== Exercise text ==
—————
Pain Levels 1 to 10, Different Pain Thresholds
How do we measure and cope with chronic pain? In this blog post, we share the experiences of individuals dealing with varying levels of pain, and explore strategies for managing chronic pain on a daily basis.

By Judy Morton
I live every single moment of every single day and night in pain that usually varies between 4 and 8 on the Wong-Baker Pain Rating Scale. I don’t usually talk about it, or mention it to anyone, because there’s nothing that can be done about it. I don’t tolerate narcotics at all well; NSAIDs help with inflammation, but don’t address the feeling that someone is stabbing your hip with a white-hot ice pick. So I just get through my days as best I can, and take muscle relaxers at night to help me sleep.
I guess I developed this stoicism from watching my parents. My dad was run over by a milk delivery van when he was only 5 years old. It crushed his legs, chest and head, and it is a true miracle the surgeons were able to put him back together. A few years later he was stricken with polio, and again not expected to thrive, and again defied the odds. He lived with a significant amount of pain every day, but rarely mentioned it at all. The only thing that ever elicited complaint was an acute injury of some kind – such as 2nd degree burns from a boiling-over radiator, or when that one last wisdom tooth came in… sideways and impacted. The cancer that took his life was the only thing that really brought out much in the way of acknowledgement of pain from him, and by the time he mentioned it, it was way off the pain scale!

My mom developed arthritis in her hands when she was in her early 20s, and had degenerative joint disorder in both knees and hips. She learned to live with it, put up with it, and rarely made any concessions to it or even mention it. The most I ever heard her complain was after surgery. Normally, once healed from whatever the surgery was, she rarely referred to it again. When she fell and broke her collarbone and 10 ribs, the most she really said was that her ribs ached….
—————
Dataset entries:
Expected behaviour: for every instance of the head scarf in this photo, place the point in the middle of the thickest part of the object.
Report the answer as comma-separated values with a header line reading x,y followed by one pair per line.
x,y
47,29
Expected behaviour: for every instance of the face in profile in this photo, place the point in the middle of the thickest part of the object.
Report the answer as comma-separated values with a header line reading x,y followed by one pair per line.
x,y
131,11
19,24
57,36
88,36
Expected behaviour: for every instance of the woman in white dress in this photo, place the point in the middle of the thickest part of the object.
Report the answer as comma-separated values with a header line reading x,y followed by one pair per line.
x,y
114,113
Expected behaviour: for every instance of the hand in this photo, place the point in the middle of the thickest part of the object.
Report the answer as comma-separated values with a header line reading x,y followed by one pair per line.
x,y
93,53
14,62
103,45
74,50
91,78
—————
Please return, word for word, the part of the chronic pain text above that opens with the words containing "Pain Levels 1" and closes with "a daily basis.".

== Result of the task ==
Pain Levels 1 to 10, Different Pain Thresholds
How do we measure and cope with chronic pain? In this blog post, we share the experiences of individuals dealing with varying levels of pain, and explore strategies for managing chronic pain on a daily basis.